- Set of tasks:
1/ Return the forum thread about APL word for word, from its first line to its last.
2/ Report each line in the entries that contains the string "figure", copying every such line in full. The match is case-sensitive.

- Text passage:

I just upvoted you, but I don’t think it works like that.
It’s like to judge how you can paint Da Vinci’s “Monna Lisa” by using more or less strokes than necessary.
Probably you can do it but it’s not the same thing the author intended.
Art, like programming, is entirely subjective.
And, as far as I know “J” objective was not very dissimilar than yours, unless I badly misjudged what you are trying to achieve.
I would like to thank the HN user who has posted this a couple of times. I am grateful for this resource and reading it sooner rather than later.
Why I found this particular publication unique amongst all the others I have read:
It is many pages before the reader encounters any programming jargon. I believe the use of the term "primitives" may be the first slip.
It is possible the reader with absolutely no familiarity with programming would not be alienated by any of the terminology Iverson uses. That is uncommon for an expository text by an author who knows how to program, in my experience as a reader.
Perhaps terminology was carefully chosen with a view to avoiding programming jargon and letting the symbols (notation) and example input and output communicate the concepts.
Here is another question:
Matrix multiplication can play an important role in so-called "AI" or "Machine Learning". For example, Hopfield networks.
The extraordinarily popular Python language, specifically the "NumPy" library, is frequently cited on HN.
How suitable or unsuitable is APL for matrix multiplication and, by extension, "Machine Learning"?
Assuming in each case a programmer competent in her chosen language (i.e. ignoring the competencies of the programmer), which language has faster execution times, Python or APL?
> How suitable or unsuitable is APL for matrix multiplication
Matrix-multiply is just plus-dot-times or +.×
> which language has faster execution times, Python or APL?
This is tricky to answer. For most problems, I'd say APL, but this is isn't quite fair.
A competent Python programmer who has made it "as fast as possible" without resorting to extensions will be creamed by a novice APL programmer, so you need to consider third-party modules like NumPy just to compete.

- Raw data:
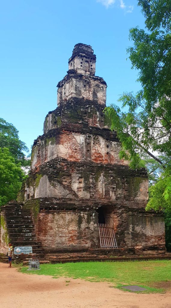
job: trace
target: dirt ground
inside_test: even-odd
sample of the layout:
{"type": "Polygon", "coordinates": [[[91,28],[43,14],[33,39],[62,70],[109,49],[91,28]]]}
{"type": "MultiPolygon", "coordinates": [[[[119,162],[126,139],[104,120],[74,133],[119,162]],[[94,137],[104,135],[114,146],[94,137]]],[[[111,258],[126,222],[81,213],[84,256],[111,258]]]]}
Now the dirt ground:
{"type": "Polygon", "coordinates": [[[8,266],[0,263],[0,306],[3,308],[171,308],[170,292],[124,292],[110,287],[111,283],[29,275],[8,266]]]}

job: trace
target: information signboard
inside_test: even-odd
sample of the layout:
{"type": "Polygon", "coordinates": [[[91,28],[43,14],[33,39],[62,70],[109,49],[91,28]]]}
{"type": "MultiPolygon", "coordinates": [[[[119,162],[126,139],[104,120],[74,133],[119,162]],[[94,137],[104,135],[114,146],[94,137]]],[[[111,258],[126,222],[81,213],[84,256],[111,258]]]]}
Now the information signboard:
{"type": "Polygon", "coordinates": [[[32,253],[32,246],[18,246],[14,249],[14,254],[29,254],[32,253]]]}

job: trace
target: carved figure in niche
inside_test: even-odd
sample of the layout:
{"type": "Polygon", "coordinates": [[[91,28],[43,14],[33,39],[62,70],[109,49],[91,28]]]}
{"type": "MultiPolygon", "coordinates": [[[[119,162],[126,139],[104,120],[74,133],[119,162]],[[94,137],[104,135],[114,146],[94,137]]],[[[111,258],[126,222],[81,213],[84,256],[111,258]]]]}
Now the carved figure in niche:
{"type": "Polygon", "coordinates": [[[28,200],[29,198],[29,188],[26,187],[25,189],[25,193],[24,194],[24,201],[26,201],[27,200],[28,200]]]}
{"type": "Polygon", "coordinates": [[[99,191],[103,198],[105,196],[105,185],[106,184],[106,179],[104,176],[104,173],[102,172],[99,178],[98,188],[99,191]]]}

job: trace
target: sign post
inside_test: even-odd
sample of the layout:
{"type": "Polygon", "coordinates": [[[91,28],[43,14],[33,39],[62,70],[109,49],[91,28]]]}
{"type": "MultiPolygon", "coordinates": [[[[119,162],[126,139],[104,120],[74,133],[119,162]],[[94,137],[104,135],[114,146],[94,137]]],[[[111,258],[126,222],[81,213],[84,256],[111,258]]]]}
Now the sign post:
{"type": "Polygon", "coordinates": [[[17,246],[14,248],[14,252],[16,255],[33,253],[32,246],[17,246]]]}

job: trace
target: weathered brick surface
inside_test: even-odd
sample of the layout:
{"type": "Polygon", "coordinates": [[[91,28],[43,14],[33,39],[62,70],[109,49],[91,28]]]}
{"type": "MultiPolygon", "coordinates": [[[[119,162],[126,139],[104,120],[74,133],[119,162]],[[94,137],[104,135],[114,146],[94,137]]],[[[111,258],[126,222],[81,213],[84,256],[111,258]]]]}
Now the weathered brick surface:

- Task-by-task outputs:
1/
I just upvoted you, but I don’t think it works like that.
It’s like to judge how you can paint Da Vinci’s “Monna Lisa” by using more or less strokes than necessary.
Probably you can do it but it’s not the same thing the author intended.
Art, like programming, is entirely subjective.
And, as far as I know “J” objective was not very dissimilar than yours, unless I badly misjudged what you are trying to achieve.
I would like to thank the HN user who has posted this a couple of times. I am grateful for this resource and reading it sooner rather than later.
Why I found this particular publication unique amongst all the others I have read:
It is many pages before the reader encounters any programming jargon. I believe the use of the term "primitives" may be the first slip.
It is possible the reader with absolutely no familiarity with programming would not be alienated by any of the terminology Iverson uses. That is uncommon for an expository text by an author who knows how to program, in my experience as a reader.
Perhaps terminology was carefully chosen with a view to avoiding programming jargon and letting the symbols (notation) and example input and output communicate the concepts.
Here is another question:
Matrix multiplication can play an important role in so-called "AI" or "Machine Learning". For example, Hopfield networks.
The extraordinarily popular Python language, specifically the "NumPy" library, is frequently cited on HN.
How suitable or unsuitable is APL for matrix multiplication and, by extension, "Machine Learning"?
Assuming in each case a programmer competent in her chosen language (i.e. ignoring the competencies of the programmer), which language has faster execution times, Python or APL?
> How suitable or unsuitable is APL for matrix multiplication
Matrix-multiply is just plus-dot-times or +.×
> which language has faster execution times, Python or APL?
This is tricky to answer. For most problems, I'd say APL, but this is isn't quite fair.
A competent Python programmer who has made it "as fast as possible" without resorting to extensions will be creamed by a novice APL programmer, so you need to consider third-party modules like NumPy just to compete.

2/
target: carved figure in niche
Now the carved figure in niche:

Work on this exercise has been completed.